Oprah floated a 2020 presidential run with Mitt Romney, book says

Romney “heard the pitch, and told her he was flattered, but that he’d have to pass,” writes the author and Massachusetts native, McKay Coppins of The Atlantic.

Oprah Winfrey with George Stephanopoulos and Arthur C. Brooks discuss "Build The Life You Want" at The 92nd Street Y, New York.
Oprah Winfrey floated the idea of a joint presidential ticket with Senator Mitt Romney of Utah in 2019, according to “Romney: A Reckoning,” a forthcoming biography. Roy Rochlin/Getty Images

Concerned that the Democratic field wasn’t up to the task of stopping President Donald Trump in 2020, Oprah Winfrey pitched Mitt Romney on the idea of running for president as an independent, with her as his running mate, according to a forthcoming biography of the Republican senator from Utah.

Winfrey floated the unusual joint ticket in a phone call she placed to Romney’s wife, Ann, in November 2019, according to an excerpt from the book, “Romney: A Reckoning,” that was shared with The New York Times.

Romney at least listened to the idea. (It was Oprah calling, after all.) He “heard the pitch, and told her he was flattered, but that he’d have to pass,” writes the author and Massachusetts native, McKay Coppins of The Atlantic.


Liz Johnson, an aide to Romney, declined to comment Monday. A spokesperson for Winfrey said in a statement that she had urged Romney to run, but not with her.

“In November 2019, Ms. Winfrey called Senator Romney to encourage him to run on an independent ticket,” the statement said. “She was not calling to be part of the ticket and was never considering running herself.”

The book was based on hours of interviews with Romney, as well as emails, texts and journals that the senator had been saving to potentially write a memoir. Realizing he could not be objective about himself, Romney has said he chose to have a journalist write about him instead.

Winfrey’s interest in forming an independent ticket with Romney, which was reported Monday by Axios, is among several dishy items from the book, which is to be released Oct. 24.

She has known the Romneys since 2012, when she interviewed them at their lakeside home in New Hampshire as Romney was running for president. Winfrey had also seen Ann Romney at various social events, and was “especially fond” of her, according to the book.

▶ _DATASET ENTRIES_:

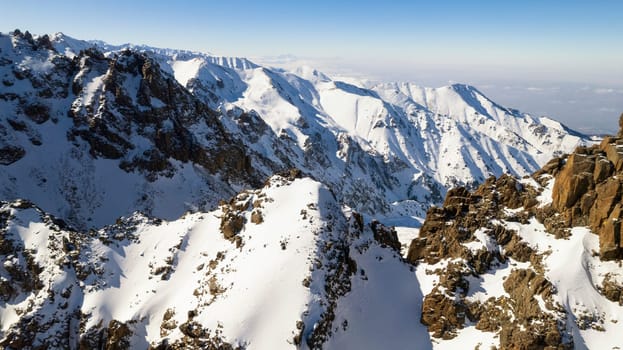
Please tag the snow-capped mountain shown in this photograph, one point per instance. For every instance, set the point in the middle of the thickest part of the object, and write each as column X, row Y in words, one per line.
column 158, row 198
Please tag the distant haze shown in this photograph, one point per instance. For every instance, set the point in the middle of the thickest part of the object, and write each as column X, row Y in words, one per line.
column 558, row 58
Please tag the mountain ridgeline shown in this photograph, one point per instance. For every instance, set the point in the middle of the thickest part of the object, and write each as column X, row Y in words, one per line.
column 166, row 199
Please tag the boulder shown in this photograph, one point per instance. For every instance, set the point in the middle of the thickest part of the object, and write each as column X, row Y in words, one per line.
column 608, row 194
column 603, row 170
column 610, row 235
column 575, row 179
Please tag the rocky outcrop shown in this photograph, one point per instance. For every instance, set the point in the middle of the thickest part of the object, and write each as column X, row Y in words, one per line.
column 446, row 235
column 588, row 192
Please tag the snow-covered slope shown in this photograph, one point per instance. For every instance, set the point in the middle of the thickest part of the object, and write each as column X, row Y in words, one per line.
column 430, row 139
column 273, row 284
column 390, row 149
column 116, row 163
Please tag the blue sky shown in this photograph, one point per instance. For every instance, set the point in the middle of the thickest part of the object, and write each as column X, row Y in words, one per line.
column 491, row 43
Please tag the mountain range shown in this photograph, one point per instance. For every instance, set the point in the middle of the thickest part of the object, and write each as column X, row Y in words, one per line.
column 160, row 198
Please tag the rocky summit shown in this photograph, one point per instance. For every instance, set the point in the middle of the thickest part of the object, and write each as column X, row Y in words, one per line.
column 166, row 199
column 504, row 256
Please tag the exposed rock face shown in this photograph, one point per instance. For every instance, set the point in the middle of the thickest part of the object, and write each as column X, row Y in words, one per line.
column 588, row 192
column 446, row 234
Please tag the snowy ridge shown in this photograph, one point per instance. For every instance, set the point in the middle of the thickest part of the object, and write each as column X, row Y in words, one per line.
column 117, row 162
column 168, row 280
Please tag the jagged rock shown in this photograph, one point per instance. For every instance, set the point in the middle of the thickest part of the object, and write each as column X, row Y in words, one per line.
column 603, row 170
column 118, row 336
column 575, row 179
column 385, row 236
column 11, row 154
column 612, row 290
column 256, row 217
column 231, row 224
column 607, row 195
column 610, row 246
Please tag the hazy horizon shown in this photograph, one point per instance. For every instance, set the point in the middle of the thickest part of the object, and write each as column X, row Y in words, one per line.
column 563, row 59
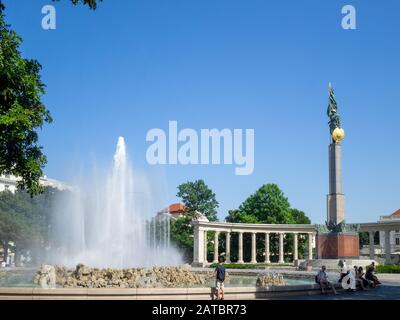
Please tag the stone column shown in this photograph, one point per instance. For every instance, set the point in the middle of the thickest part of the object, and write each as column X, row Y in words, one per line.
column 310, row 239
column 336, row 198
column 216, row 245
column 205, row 247
column 281, row 253
column 372, row 245
column 253, row 248
column 240, row 248
column 198, row 249
column 296, row 247
column 228, row 247
column 387, row 247
column 267, row 251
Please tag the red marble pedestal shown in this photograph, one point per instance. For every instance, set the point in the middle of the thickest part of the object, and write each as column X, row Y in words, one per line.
column 338, row 246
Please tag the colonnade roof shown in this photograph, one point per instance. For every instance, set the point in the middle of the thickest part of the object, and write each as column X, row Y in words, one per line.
column 254, row 228
column 383, row 225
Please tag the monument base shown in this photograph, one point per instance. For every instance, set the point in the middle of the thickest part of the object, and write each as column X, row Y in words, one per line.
column 338, row 246
column 332, row 265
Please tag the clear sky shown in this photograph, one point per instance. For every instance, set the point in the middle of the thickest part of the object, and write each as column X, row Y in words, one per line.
column 133, row 65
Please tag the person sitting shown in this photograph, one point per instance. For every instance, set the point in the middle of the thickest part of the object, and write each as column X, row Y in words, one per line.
column 359, row 279
column 366, row 282
column 323, row 281
column 220, row 278
column 369, row 275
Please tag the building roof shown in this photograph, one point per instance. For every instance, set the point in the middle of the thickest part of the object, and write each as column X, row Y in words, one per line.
column 175, row 208
column 395, row 214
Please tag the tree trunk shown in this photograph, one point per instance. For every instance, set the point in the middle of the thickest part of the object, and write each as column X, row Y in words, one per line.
column 5, row 250
column 16, row 256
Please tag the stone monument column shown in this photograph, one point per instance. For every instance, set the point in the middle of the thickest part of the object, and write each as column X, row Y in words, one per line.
column 336, row 240
column 267, row 251
column 295, row 247
column 205, row 246
column 240, row 248
column 228, row 247
column 281, row 254
column 253, row 248
column 335, row 198
column 216, row 245
column 372, row 245
column 198, row 249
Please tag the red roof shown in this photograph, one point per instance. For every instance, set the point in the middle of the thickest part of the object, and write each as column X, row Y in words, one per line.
column 177, row 208
column 395, row 214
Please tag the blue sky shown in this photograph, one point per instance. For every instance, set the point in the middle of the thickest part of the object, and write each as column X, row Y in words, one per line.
column 131, row 66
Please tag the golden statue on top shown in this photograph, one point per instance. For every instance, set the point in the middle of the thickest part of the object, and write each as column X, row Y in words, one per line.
column 337, row 132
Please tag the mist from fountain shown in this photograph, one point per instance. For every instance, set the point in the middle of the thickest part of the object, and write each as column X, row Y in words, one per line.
column 105, row 224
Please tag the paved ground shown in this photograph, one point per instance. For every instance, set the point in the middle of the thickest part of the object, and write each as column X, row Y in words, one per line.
column 390, row 290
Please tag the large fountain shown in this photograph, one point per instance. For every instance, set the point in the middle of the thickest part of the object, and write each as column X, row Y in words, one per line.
column 105, row 223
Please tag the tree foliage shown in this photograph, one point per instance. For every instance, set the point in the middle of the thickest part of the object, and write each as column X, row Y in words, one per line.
column 92, row 4
column 197, row 196
column 268, row 205
column 25, row 222
column 22, row 112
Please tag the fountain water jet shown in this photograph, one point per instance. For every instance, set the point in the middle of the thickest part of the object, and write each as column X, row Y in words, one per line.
column 103, row 225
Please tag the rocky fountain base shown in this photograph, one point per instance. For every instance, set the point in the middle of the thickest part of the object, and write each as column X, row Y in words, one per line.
column 85, row 277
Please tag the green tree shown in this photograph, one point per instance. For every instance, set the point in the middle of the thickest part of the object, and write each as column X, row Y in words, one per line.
column 197, row 196
column 91, row 3
column 267, row 206
column 182, row 235
column 25, row 222
column 22, row 113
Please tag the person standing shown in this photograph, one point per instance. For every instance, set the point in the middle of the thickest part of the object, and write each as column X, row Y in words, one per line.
column 220, row 278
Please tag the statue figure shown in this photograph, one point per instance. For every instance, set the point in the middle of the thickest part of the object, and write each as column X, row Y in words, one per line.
column 333, row 115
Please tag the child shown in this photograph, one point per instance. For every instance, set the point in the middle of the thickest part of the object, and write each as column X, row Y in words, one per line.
column 220, row 278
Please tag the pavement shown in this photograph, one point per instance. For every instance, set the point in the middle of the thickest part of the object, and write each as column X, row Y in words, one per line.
column 389, row 290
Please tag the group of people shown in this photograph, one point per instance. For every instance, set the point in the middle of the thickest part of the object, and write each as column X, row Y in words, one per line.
column 357, row 278
column 350, row 279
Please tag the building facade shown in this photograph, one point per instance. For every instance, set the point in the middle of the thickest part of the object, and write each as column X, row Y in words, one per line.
column 394, row 234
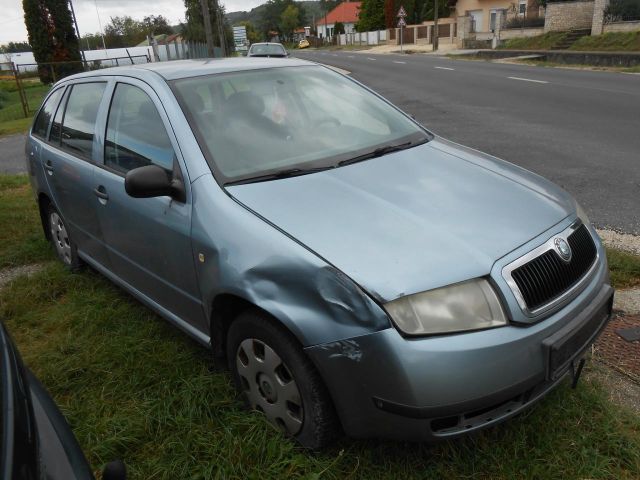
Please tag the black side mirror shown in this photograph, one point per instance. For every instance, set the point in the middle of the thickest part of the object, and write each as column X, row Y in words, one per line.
column 153, row 181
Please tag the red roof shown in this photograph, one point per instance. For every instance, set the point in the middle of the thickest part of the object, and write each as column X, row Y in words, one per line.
column 346, row 12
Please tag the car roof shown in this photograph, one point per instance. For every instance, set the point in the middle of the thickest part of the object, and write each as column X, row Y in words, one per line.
column 176, row 69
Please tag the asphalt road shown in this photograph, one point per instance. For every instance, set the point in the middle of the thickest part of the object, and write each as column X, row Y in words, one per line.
column 581, row 129
column 12, row 154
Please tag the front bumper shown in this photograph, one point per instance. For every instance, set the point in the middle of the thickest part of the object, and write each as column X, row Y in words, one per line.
column 388, row 386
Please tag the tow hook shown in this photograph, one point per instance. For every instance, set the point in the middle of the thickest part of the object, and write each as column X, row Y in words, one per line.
column 575, row 372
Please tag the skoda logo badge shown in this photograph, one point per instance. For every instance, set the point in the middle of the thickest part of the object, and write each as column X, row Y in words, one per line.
column 563, row 249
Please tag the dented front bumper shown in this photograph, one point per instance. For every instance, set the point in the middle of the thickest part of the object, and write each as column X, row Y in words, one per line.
column 388, row 386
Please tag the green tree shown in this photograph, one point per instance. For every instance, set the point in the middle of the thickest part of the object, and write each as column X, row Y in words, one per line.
column 253, row 35
column 193, row 28
column 371, row 16
column 289, row 19
column 15, row 47
column 52, row 37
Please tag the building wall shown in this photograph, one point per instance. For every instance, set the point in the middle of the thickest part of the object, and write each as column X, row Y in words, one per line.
column 564, row 16
column 621, row 27
column 463, row 6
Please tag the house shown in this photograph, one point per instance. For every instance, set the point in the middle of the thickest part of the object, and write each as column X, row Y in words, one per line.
column 345, row 13
column 486, row 12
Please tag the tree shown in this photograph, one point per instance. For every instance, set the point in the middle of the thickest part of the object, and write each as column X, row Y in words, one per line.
column 193, row 28
column 253, row 35
column 15, row 47
column 156, row 25
column 289, row 19
column 52, row 37
column 371, row 16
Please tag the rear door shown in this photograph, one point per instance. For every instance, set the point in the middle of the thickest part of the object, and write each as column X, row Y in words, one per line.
column 67, row 159
column 148, row 239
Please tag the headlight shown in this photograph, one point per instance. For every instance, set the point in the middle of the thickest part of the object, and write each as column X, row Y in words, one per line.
column 582, row 214
column 471, row 305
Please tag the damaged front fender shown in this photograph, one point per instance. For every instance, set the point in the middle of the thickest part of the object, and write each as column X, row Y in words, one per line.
column 238, row 253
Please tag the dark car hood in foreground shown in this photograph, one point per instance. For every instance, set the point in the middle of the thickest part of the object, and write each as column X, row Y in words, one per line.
column 414, row 220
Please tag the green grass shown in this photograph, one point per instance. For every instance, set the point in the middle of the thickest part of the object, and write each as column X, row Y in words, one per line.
column 624, row 267
column 135, row 388
column 12, row 119
column 540, row 42
column 609, row 42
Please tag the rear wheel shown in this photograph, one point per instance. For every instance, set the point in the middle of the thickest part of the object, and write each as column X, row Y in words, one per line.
column 274, row 376
column 61, row 240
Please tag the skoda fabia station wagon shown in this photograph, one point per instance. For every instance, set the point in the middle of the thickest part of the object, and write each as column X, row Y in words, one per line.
column 358, row 273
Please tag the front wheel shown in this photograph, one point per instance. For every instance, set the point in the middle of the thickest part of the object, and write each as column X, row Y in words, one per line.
column 61, row 240
column 274, row 376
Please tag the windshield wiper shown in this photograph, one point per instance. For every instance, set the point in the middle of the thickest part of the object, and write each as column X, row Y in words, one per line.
column 291, row 172
column 378, row 152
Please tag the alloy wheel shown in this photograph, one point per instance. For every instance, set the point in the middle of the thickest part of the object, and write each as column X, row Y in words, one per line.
column 60, row 237
column 269, row 385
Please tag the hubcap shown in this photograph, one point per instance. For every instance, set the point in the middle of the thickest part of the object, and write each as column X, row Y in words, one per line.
column 269, row 385
column 60, row 237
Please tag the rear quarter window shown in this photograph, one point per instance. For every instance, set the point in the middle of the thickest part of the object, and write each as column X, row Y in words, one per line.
column 41, row 125
column 79, row 121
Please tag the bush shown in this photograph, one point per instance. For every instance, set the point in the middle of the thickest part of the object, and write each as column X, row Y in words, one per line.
column 621, row 10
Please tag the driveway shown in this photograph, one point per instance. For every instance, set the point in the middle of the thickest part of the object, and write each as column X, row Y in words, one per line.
column 12, row 154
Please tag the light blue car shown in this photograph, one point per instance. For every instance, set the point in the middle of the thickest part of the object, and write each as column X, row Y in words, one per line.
column 358, row 273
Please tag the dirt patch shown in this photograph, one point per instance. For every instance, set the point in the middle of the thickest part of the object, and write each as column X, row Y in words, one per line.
column 9, row 274
column 617, row 353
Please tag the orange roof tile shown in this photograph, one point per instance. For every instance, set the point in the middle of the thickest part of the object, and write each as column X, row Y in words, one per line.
column 346, row 12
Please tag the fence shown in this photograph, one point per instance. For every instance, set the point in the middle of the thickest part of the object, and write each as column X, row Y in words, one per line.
column 363, row 38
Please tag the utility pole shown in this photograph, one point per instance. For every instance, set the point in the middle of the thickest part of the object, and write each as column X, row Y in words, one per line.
column 207, row 27
column 220, row 24
column 435, row 25
column 75, row 22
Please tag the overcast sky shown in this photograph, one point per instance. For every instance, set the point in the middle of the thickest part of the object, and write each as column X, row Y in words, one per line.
column 12, row 19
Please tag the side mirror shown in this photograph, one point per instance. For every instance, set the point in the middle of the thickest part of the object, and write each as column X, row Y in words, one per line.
column 152, row 181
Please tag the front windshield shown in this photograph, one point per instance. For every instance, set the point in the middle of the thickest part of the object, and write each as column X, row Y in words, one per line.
column 267, row 49
column 255, row 122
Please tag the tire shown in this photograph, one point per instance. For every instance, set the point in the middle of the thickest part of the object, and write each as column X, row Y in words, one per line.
column 273, row 375
column 63, row 245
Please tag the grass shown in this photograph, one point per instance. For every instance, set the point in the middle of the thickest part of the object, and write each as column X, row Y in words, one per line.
column 540, row 42
column 135, row 388
column 12, row 119
column 609, row 42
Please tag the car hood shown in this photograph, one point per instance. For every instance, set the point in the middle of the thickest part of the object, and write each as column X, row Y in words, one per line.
column 413, row 220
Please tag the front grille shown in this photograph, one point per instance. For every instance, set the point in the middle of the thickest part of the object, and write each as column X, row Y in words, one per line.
column 547, row 277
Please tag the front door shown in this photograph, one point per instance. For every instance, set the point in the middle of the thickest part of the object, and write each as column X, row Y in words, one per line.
column 67, row 159
column 148, row 239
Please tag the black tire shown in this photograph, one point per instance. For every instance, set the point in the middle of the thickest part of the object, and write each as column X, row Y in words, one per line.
column 315, row 417
column 60, row 237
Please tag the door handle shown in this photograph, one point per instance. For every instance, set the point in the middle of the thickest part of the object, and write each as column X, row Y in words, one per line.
column 101, row 193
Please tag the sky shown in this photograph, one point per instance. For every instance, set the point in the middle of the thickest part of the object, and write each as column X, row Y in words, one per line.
column 12, row 18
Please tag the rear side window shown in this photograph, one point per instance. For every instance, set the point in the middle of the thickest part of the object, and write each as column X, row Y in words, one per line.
column 79, row 119
column 136, row 135
column 41, row 124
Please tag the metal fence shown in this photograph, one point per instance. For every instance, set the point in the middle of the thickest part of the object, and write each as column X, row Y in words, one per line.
column 520, row 17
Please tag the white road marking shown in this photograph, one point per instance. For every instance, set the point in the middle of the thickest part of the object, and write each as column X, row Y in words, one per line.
column 336, row 69
column 527, row 80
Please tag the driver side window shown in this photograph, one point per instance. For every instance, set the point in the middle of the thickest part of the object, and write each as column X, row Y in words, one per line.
column 136, row 135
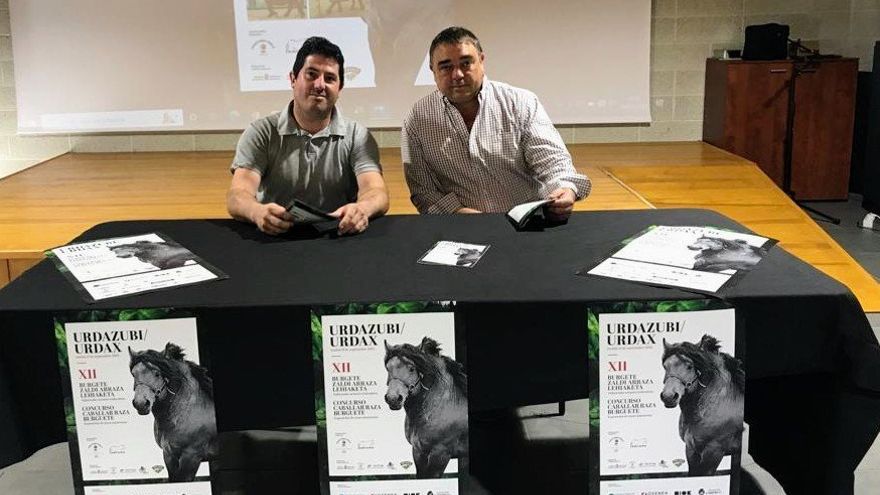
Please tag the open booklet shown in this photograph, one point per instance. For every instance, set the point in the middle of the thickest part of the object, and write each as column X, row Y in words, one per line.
column 522, row 214
column 129, row 265
column 703, row 259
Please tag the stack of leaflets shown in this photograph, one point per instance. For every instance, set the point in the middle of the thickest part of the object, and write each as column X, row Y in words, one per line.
column 702, row 259
column 121, row 266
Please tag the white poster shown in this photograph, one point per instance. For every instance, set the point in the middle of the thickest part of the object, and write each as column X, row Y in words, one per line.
column 671, row 397
column 445, row 486
column 269, row 33
column 700, row 485
column 128, row 265
column 700, row 258
column 143, row 406
column 396, row 401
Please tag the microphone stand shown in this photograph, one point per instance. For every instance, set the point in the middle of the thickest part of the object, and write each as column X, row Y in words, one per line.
column 800, row 65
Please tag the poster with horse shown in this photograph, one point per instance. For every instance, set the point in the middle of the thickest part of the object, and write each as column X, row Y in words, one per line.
column 139, row 406
column 108, row 268
column 702, row 259
column 391, row 398
column 666, row 399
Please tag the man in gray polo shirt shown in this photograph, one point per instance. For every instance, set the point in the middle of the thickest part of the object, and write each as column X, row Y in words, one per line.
column 309, row 152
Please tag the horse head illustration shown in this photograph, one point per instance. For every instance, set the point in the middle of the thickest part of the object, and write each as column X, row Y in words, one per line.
column 709, row 387
column 432, row 389
column 717, row 254
column 180, row 394
column 162, row 255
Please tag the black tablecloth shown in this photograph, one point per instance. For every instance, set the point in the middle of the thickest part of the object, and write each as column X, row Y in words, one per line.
column 812, row 361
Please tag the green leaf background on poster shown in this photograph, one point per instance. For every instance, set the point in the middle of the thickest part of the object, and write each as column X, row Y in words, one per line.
column 318, row 352
column 593, row 313
column 58, row 323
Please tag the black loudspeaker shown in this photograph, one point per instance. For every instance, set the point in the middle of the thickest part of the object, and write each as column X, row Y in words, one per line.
column 871, row 189
column 766, row 42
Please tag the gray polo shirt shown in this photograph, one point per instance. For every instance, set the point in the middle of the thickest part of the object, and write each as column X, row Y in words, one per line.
column 320, row 168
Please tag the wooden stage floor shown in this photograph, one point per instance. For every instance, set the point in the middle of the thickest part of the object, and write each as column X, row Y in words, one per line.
column 51, row 203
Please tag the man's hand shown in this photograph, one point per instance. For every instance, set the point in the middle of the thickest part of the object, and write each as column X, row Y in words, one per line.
column 272, row 218
column 563, row 202
column 352, row 218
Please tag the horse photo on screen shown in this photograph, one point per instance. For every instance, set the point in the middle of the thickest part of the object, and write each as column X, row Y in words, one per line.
column 180, row 394
column 709, row 387
column 432, row 389
column 162, row 255
column 717, row 254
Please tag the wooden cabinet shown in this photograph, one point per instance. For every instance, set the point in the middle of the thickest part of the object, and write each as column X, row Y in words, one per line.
column 746, row 113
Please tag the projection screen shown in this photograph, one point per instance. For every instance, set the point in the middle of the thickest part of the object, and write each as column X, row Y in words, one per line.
column 197, row 65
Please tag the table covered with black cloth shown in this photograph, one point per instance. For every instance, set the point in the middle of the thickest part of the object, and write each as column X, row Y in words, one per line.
column 812, row 361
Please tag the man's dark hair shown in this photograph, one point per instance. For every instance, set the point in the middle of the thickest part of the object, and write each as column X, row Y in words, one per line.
column 317, row 45
column 452, row 36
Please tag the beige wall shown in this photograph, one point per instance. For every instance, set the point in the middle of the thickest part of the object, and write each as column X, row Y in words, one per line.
column 684, row 34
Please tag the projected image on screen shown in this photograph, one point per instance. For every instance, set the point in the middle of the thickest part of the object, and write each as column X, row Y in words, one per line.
column 261, row 10
column 376, row 39
column 192, row 65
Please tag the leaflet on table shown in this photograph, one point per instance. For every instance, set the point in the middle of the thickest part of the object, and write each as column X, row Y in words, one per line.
column 139, row 406
column 699, row 258
column 268, row 35
column 667, row 400
column 452, row 253
column 128, row 265
column 392, row 406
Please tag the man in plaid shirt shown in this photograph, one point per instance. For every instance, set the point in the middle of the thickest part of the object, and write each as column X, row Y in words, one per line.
column 476, row 145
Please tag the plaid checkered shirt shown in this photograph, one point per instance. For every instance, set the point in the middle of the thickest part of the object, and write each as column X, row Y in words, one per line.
column 511, row 155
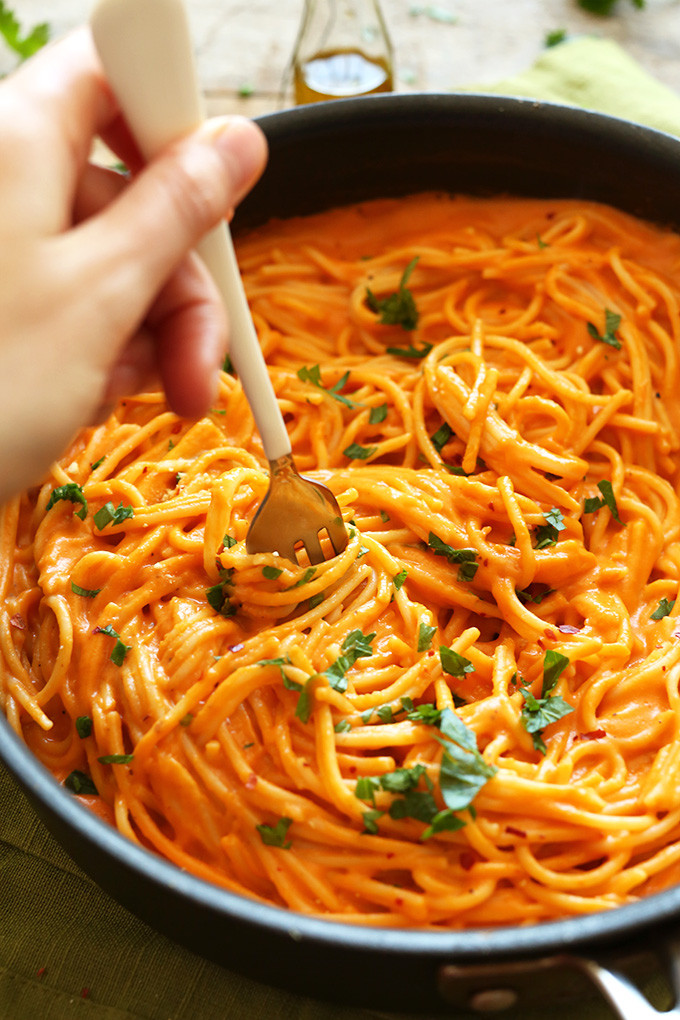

▶ _THE TASK_: Continue the news article about Oprah Winfrey pitching Mitt Romney on a 2020 independent run, starting right after its final sentence.

▶ _SOLVED EXERCISE_:
On the phone with Ann Romney, Winfrey explained that Michael Bloomberg, the former New York City mayor, was preparing to enter the race and had approached her about joining his ticket. Before she decided, she wanted to gauge Romney’s interest.


She doubted that Joe Biden or Pete Buttigieg could beat Trump and was “certain” that Sen. Elizabeth Warren, D-Mass., could not, according to the book.

Ann Romney responded that her husband would not run for president in 2020, either as a Republican or as an independent, Coppins writes. Romney also politely batted down the idea, according to the book.

An aide to Bloomberg declined to comment.

Winfrey has, at times, been mentioned as a potential presidential candidate. In 2018, after she delivered a rousing speech at the Golden Globes, some were clamoring for her to run. But she told “60 Minutes Overtime” that she would not become a candidate in 2020 even though “I had a lot of wealthy men calling, telling me that they would run my campaign and raise $1 billion for me.”

“I am actually humbled by the fact that people think that I could be a leader of the free world, but it’s just not in my spirit,” she said. “It’s not in my DNA.”

Romney, 76, recently announced that he would not seek reelection in 2024, saying he wanted to make way for a “new generation of leaders.” He strongly suggested that Trump and now-President Joe Biden should also bow out, arguing that neither was effectively leading his party to confront the “critical challenges” the nation faces.